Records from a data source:

==============================

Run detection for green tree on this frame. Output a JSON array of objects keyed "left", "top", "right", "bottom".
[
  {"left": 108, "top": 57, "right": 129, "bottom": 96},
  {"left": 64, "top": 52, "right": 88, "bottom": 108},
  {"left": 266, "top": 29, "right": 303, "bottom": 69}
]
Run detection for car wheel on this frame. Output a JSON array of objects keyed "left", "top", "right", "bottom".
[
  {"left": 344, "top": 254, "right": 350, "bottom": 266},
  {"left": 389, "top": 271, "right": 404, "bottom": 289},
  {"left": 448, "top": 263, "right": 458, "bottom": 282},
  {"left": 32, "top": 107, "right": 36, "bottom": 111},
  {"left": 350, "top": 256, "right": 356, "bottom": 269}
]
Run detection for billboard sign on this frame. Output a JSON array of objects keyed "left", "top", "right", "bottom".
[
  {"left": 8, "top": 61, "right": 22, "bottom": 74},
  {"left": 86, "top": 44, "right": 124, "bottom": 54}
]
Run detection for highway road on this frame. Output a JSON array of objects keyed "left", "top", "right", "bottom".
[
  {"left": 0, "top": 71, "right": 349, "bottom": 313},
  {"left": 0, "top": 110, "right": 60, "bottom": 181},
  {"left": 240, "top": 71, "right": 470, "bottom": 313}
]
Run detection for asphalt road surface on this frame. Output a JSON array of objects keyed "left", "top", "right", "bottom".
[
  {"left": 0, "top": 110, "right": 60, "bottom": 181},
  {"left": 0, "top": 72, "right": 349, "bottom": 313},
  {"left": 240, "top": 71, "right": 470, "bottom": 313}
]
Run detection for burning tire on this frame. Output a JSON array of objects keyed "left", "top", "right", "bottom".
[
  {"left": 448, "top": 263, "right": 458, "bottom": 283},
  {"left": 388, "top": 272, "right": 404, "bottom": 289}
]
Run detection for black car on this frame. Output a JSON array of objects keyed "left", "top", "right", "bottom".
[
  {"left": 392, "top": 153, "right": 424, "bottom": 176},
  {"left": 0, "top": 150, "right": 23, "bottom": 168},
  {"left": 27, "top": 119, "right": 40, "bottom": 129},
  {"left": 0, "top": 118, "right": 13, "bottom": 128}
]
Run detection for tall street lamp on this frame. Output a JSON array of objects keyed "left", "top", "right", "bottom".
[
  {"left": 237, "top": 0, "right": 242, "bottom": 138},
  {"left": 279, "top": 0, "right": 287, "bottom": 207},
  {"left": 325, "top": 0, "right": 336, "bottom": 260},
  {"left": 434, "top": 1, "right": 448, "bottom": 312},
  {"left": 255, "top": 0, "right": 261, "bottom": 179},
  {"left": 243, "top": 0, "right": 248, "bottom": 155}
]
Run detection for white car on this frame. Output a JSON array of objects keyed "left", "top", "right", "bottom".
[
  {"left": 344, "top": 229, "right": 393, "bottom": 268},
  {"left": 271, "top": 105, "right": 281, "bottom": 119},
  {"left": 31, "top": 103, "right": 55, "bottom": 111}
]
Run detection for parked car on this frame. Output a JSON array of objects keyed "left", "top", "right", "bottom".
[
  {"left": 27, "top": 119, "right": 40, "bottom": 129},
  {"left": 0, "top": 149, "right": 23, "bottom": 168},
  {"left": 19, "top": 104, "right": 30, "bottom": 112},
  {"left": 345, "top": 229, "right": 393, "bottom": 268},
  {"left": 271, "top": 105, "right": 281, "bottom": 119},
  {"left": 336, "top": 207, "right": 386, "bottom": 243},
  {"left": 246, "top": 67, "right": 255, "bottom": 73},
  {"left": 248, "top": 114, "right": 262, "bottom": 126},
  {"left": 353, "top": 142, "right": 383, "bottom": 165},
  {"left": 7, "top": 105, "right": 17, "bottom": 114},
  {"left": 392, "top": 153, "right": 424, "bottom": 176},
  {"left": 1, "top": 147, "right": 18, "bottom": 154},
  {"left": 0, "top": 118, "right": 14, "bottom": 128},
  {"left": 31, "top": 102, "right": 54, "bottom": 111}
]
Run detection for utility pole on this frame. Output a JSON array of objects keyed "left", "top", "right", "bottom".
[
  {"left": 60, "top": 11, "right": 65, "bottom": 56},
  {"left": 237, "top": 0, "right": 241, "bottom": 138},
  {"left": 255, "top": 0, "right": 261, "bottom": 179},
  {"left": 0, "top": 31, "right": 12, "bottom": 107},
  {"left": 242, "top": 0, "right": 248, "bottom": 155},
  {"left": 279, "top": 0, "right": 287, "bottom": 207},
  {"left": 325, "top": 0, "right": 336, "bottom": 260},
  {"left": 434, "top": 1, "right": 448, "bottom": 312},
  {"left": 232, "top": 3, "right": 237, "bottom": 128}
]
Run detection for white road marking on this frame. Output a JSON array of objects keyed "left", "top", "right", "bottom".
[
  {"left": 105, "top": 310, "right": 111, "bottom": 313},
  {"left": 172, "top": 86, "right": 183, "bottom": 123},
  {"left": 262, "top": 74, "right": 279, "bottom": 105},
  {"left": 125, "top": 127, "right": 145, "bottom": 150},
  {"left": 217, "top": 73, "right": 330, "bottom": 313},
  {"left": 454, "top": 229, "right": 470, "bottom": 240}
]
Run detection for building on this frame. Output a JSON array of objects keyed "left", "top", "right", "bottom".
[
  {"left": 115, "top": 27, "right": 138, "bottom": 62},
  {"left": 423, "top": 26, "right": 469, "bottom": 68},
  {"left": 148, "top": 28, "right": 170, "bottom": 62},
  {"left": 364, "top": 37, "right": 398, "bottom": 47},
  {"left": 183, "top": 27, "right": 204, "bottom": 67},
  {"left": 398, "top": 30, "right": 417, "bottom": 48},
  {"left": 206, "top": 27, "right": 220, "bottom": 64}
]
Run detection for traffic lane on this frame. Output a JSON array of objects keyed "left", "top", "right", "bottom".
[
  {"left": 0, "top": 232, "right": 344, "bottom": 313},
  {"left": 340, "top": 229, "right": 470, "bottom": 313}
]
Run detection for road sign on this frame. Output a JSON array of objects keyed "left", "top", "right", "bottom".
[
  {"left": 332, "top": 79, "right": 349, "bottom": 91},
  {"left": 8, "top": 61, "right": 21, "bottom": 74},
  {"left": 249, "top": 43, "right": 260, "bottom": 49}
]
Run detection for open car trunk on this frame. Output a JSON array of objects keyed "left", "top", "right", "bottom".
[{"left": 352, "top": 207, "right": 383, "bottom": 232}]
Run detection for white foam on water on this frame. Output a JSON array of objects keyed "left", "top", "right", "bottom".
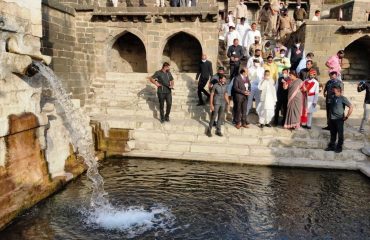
[{"left": 85, "top": 205, "right": 175, "bottom": 238}]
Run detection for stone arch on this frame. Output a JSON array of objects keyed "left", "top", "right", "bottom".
[
  {"left": 161, "top": 31, "right": 203, "bottom": 72},
  {"left": 108, "top": 30, "right": 147, "bottom": 73},
  {"left": 342, "top": 35, "right": 370, "bottom": 81}
]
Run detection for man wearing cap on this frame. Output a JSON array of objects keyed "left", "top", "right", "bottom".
[
  {"left": 322, "top": 71, "right": 344, "bottom": 130},
  {"left": 301, "top": 69, "right": 319, "bottom": 129},
  {"left": 150, "top": 62, "right": 174, "bottom": 123},
  {"left": 227, "top": 38, "right": 244, "bottom": 80},
  {"left": 326, "top": 50, "right": 345, "bottom": 81},
  {"left": 277, "top": 9, "right": 293, "bottom": 42},
  {"left": 325, "top": 85, "right": 353, "bottom": 153},
  {"left": 293, "top": 4, "right": 307, "bottom": 29}
]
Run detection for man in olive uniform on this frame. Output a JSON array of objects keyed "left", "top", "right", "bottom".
[{"left": 150, "top": 62, "right": 174, "bottom": 123}]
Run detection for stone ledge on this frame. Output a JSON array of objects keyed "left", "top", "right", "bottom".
[
  {"left": 41, "top": 0, "right": 76, "bottom": 16},
  {"left": 92, "top": 6, "right": 218, "bottom": 15}
]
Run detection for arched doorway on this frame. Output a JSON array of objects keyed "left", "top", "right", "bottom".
[
  {"left": 162, "top": 32, "right": 202, "bottom": 72},
  {"left": 110, "top": 32, "right": 147, "bottom": 73},
  {"left": 343, "top": 35, "right": 370, "bottom": 81}
]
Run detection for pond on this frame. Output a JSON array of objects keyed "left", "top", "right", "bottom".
[{"left": 1, "top": 158, "right": 370, "bottom": 240}]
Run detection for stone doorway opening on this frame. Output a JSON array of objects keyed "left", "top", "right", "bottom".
[
  {"left": 343, "top": 35, "right": 370, "bottom": 81},
  {"left": 162, "top": 32, "right": 202, "bottom": 72},
  {"left": 110, "top": 32, "right": 147, "bottom": 73}
]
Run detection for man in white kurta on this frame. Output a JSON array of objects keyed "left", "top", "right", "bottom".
[
  {"left": 257, "top": 70, "right": 277, "bottom": 127},
  {"left": 243, "top": 23, "right": 261, "bottom": 57},
  {"left": 236, "top": 17, "right": 250, "bottom": 46},
  {"left": 303, "top": 70, "right": 320, "bottom": 129},
  {"left": 247, "top": 59, "right": 265, "bottom": 115},
  {"left": 226, "top": 26, "right": 241, "bottom": 48}
]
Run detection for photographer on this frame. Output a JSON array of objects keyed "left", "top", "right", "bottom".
[{"left": 358, "top": 79, "right": 370, "bottom": 133}]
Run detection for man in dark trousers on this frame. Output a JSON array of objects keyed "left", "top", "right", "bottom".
[
  {"left": 288, "top": 38, "right": 305, "bottom": 71},
  {"left": 233, "top": 67, "right": 251, "bottom": 129},
  {"left": 207, "top": 75, "right": 229, "bottom": 137},
  {"left": 274, "top": 68, "right": 290, "bottom": 126},
  {"left": 323, "top": 71, "right": 344, "bottom": 130},
  {"left": 325, "top": 85, "right": 353, "bottom": 153},
  {"left": 150, "top": 62, "right": 174, "bottom": 123},
  {"left": 227, "top": 38, "right": 244, "bottom": 81},
  {"left": 196, "top": 54, "right": 213, "bottom": 106}
]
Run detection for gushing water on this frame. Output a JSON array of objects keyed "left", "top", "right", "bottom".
[
  {"left": 32, "top": 62, "right": 174, "bottom": 236},
  {"left": 33, "top": 61, "right": 109, "bottom": 209}
]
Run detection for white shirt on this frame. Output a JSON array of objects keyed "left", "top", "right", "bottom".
[
  {"left": 236, "top": 23, "right": 251, "bottom": 45},
  {"left": 247, "top": 56, "right": 264, "bottom": 69},
  {"left": 312, "top": 15, "right": 320, "bottom": 21},
  {"left": 243, "top": 29, "right": 261, "bottom": 53},
  {"left": 296, "top": 57, "right": 308, "bottom": 74},
  {"left": 226, "top": 31, "right": 241, "bottom": 48},
  {"left": 248, "top": 66, "right": 265, "bottom": 90}
]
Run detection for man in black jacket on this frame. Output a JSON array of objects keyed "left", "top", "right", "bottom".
[
  {"left": 288, "top": 39, "right": 304, "bottom": 71},
  {"left": 232, "top": 67, "right": 251, "bottom": 128},
  {"left": 358, "top": 79, "right": 370, "bottom": 133},
  {"left": 227, "top": 38, "right": 244, "bottom": 81},
  {"left": 196, "top": 54, "right": 213, "bottom": 105}
]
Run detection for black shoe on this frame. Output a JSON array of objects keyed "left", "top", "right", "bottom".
[
  {"left": 265, "top": 124, "right": 272, "bottom": 128},
  {"left": 325, "top": 146, "right": 335, "bottom": 151},
  {"left": 301, "top": 125, "right": 307, "bottom": 129},
  {"left": 206, "top": 129, "right": 212, "bottom": 137},
  {"left": 139, "top": 3, "right": 147, "bottom": 6},
  {"left": 160, "top": 119, "right": 165, "bottom": 123},
  {"left": 213, "top": 121, "right": 217, "bottom": 127},
  {"left": 306, "top": 126, "right": 312, "bottom": 130},
  {"left": 259, "top": 124, "right": 264, "bottom": 128},
  {"left": 197, "top": 102, "right": 205, "bottom": 106},
  {"left": 216, "top": 131, "right": 223, "bottom": 137},
  {"left": 165, "top": 117, "right": 170, "bottom": 122},
  {"left": 335, "top": 146, "right": 343, "bottom": 153},
  {"left": 322, "top": 126, "right": 330, "bottom": 131}
]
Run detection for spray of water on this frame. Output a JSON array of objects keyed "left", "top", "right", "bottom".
[{"left": 33, "top": 62, "right": 175, "bottom": 235}]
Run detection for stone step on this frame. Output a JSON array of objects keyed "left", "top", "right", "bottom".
[{"left": 122, "top": 149, "right": 363, "bottom": 170}]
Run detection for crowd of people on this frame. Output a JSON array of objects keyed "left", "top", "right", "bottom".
[{"left": 148, "top": 2, "right": 368, "bottom": 154}]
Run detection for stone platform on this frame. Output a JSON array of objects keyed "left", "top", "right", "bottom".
[{"left": 86, "top": 72, "right": 370, "bottom": 177}]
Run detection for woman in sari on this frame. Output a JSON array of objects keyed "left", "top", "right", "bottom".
[{"left": 283, "top": 71, "right": 303, "bottom": 130}]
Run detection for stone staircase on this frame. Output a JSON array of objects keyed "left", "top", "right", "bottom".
[{"left": 85, "top": 72, "right": 369, "bottom": 171}]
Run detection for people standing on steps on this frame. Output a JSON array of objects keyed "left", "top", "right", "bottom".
[
  {"left": 227, "top": 38, "right": 244, "bottom": 81},
  {"left": 322, "top": 71, "right": 344, "bottom": 130},
  {"left": 299, "top": 59, "right": 319, "bottom": 82},
  {"left": 258, "top": 3, "right": 270, "bottom": 37},
  {"left": 247, "top": 59, "right": 264, "bottom": 115},
  {"left": 207, "top": 75, "right": 229, "bottom": 137},
  {"left": 277, "top": 9, "right": 293, "bottom": 42},
  {"left": 293, "top": 4, "right": 307, "bottom": 29},
  {"left": 233, "top": 67, "right": 251, "bottom": 129},
  {"left": 226, "top": 26, "right": 241, "bottom": 48},
  {"left": 264, "top": 55, "right": 278, "bottom": 83},
  {"left": 326, "top": 50, "right": 345, "bottom": 81},
  {"left": 288, "top": 39, "right": 305, "bottom": 72},
  {"left": 209, "top": 66, "right": 225, "bottom": 91},
  {"left": 274, "top": 68, "right": 291, "bottom": 126},
  {"left": 257, "top": 70, "right": 277, "bottom": 128},
  {"left": 301, "top": 69, "right": 319, "bottom": 129},
  {"left": 325, "top": 85, "right": 353, "bottom": 153},
  {"left": 283, "top": 71, "right": 303, "bottom": 130},
  {"left": 235, "top": 0, "right": 248, "bottom": 24},
  {"left": 247, "top": 49, "right": 264, "bottom": 69},
  {"left": 196, "top": 54, "right": 213, "bottom": 106},
  {"left": 357, "top": 79, "right": 370, "bottom": 133},
  {"left": 149, "top": 62, "right": 174, "bottom": 123},
  {"left": 296, "top": 52, "right": 315, "bottom": 75},
  {"left": 236, "top": 17, "right": 251, "bottom": 46},
  {"left": 244, "top": 23, "right": 261, "bottom": 58},
  {"left": 273, "top": 48, "right": 291, "bottom": 76}
]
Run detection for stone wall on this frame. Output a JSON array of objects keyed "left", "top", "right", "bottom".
[
  {"left": 329, "top": 0, "right": 369, "bottom": 22},
  {"left": 41, "top": 0, "right": 94, "bottom": 105},
  {"left": 0, "top": 0, "right": 85, "bottom": 230}
]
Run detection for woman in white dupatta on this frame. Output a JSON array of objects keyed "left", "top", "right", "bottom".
[{"left": 257, "top": 70, "right": 277, "bottom": 128}]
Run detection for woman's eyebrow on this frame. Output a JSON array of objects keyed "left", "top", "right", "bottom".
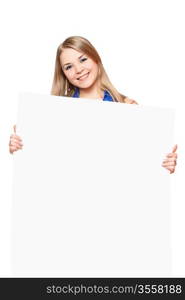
[{"left": 63, "top": 54, "right": 85, "bottom": 67}]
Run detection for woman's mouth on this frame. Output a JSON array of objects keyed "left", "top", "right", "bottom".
[{"left": 77, "top": 72, "right": 89, "bottom": 81}]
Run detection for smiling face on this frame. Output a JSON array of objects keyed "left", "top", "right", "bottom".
[{"left": 60, "top": 48, "right": 100, "bottom": 90}]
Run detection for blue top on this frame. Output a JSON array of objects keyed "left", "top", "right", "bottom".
[{"left": 72, "top": 87, "right": 114, "bottom": 102}]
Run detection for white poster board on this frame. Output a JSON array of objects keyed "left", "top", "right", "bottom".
[{"left": 12, "top": 93, "right": 175, "bottom": 277}]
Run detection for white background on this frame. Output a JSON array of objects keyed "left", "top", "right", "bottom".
[{"left": 0, "top": 0, "right": 184, "bottom": 276}]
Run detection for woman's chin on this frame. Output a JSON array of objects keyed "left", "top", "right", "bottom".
[{"left": 77, "top": 81, "right": 93, "bottom": 89}]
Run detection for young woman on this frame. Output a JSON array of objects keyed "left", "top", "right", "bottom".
[{"left": 9, "top": 36, "right": 178, "bottom": 173}]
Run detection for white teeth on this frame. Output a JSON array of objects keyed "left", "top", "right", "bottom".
[{"left": 78, "top": 73, "right": 89, "bottom": 80}]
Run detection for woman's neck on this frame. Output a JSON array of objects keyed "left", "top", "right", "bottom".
[{"left": 79, "top": 83, "right": 103, "bottom": 100}]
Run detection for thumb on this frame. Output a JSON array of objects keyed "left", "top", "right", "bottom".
[
  {"left": 172, "top": 144, "right": 178, "bottom": 153},
  {"left": 13, "top": 124, "right": 16, "bottom": 134}
]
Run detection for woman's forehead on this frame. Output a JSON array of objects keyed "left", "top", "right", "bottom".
[{"left": 60, "top": 48, "right": 84, "bottom": 64}]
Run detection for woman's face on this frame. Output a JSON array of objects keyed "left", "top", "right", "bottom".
[{"left": 60, "top": 48, "right": 99, "bottom": 89}]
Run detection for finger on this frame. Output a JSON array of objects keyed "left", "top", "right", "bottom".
[
  {"left": 9, "top": 146, "right": 18, "bottom": 154},
  {"left": 166, "top": 153, "right": 178, "bottom": 158},
  {"left": 165, "top": 166, "right": 175, "bottom": 173},
  {"left": 162, "top": 160, "right": 177, "bottom": 166},
  {"left": 10, "top": 137, "right": 23, "bottom": 144},
  {"left": 9, "top": 137, "right": 23, "bottom": 146},
  {"left": 130, "top": 99, "right": 138, "bottom": 105},
  {"left": 9, "top": 143, "right": 23, "bottom": 149},
  {"left": 170, "top": 168, "right": 175, "bottom": 174},
  {"left": 13, "top": 125, "right": 16, "bottom": 134},
  {"left": 163, "top": 158, "right": 176, "bottom": 162},
  {"left": 10, "top": 135, "right": 22, "bottom": 142},
  {"left": 125, "top": 97, "right": 138, "bottom": 105},
  {"left": 10, "top": 141, "right": 23, "bottom": 149},
  {"left": 162, "top": 161, "right": 176, "bottom": 167},
  {"left": 166, "top": 144, "right": 178, "bottom": 157},
  {"left": 172, "top": 144, "right": 178, "bottom": 153}
]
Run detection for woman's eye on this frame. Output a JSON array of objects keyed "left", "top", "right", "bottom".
[
  {"left": 65, "top": 65, "right": 72, "bottom": 70},
  {"left": 65, "top": 65, "right": 72, "bottom": 71},
  {"left": 80, "top": 57, "right": 87, "bottom": 62}
]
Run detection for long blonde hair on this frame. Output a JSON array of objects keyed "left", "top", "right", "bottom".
[{"left": 51, "top": 36, "right": 127, "bottom": 102}]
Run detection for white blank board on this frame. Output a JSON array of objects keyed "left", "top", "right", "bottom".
[{"left": 12, "top": 93, "right": 174, "bottom": 277}]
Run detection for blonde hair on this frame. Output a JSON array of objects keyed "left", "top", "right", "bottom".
[{"left": 51, "top": 36, "right": 127, "bottom": 102}]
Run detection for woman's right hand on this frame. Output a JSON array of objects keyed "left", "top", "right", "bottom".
[{"left": 9, "top": 125, "right": 23, "bottom": 154}]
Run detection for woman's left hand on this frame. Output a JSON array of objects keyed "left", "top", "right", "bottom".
[
  {"left": 124, "top": 97, "right": 138, "bottom": 105},
  {"left": 162, "top": 144, "right": 178, "bottom": 174}
]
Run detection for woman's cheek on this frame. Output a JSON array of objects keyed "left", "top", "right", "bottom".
[{"left": 69, "top": 70, "right": 76, "bottom": 81}]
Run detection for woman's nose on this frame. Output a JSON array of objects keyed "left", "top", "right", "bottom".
[{"left": 75, "top": 63, "right": 84, "bottom": 74}]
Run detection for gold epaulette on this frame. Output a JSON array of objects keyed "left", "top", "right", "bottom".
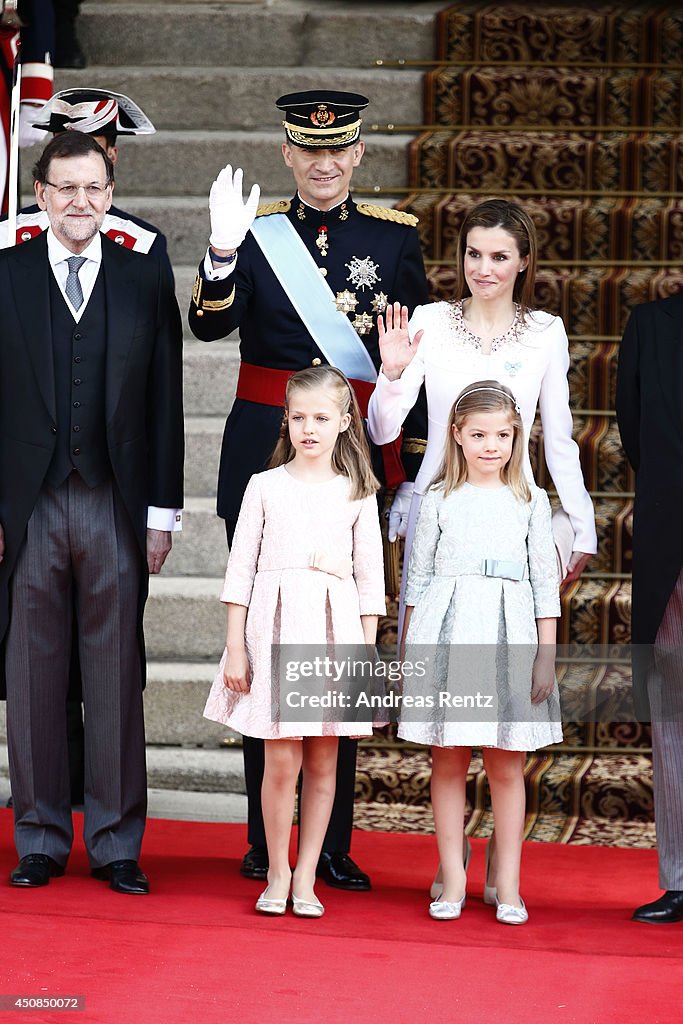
[
  {"left": 256, "top": 200, "right": 291, "bottom": 217},
  {"left": 356, "top": 202, "right": 419, "bottom": 227}
]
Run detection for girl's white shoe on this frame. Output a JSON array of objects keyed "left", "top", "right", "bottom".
[
  {"left": 495, "top": 896, "right": 528, "bottom": 925},
  {"left": 429, "top": 894, "right": 466, "bottom": 920},
  {"left": 291, "top": 894, "right": 325, "bottom": 918},
  {"left": 255, "top": 886, "right": 288, "bottom": 915}
]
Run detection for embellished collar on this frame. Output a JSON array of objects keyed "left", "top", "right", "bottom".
[
  {"left": 292, "top": 193, "right": 354, "bottom": 229},
  {"left": 450, "top": 299, "right": 522, "bottom": 353}
]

==============================

THE PROBLEM: Working down from the line that contains "Run detection for girl's", retype each line exactly through the last line of the data, and give nothing else.

ANSWER BOX:
Run detection for girl's white shoe on this frame. Output a JSON array of objects keyed "left", "top", "right", "bottom".
[
  {"left": 495, "top": 896, "right": 528, "bottom": 925},
  {"left": 429, "top": 894, "right": 466, "bottom": 920},
  {"left": 291, "top": 894, "right": 325, "bottom": 918},
  {"left": 255, "top": 886, "right": 288, "bottom": 915}
]
Run detection for embellished collar on this frame. Output a JSON array of objects keyed "left", "top", "right", "bottom".
[
  {"left": 292, "top": 193, "right": 354, "bottom": 229},
  {"left": 450, "top": 299, "right": 522, "bottom": 353}
]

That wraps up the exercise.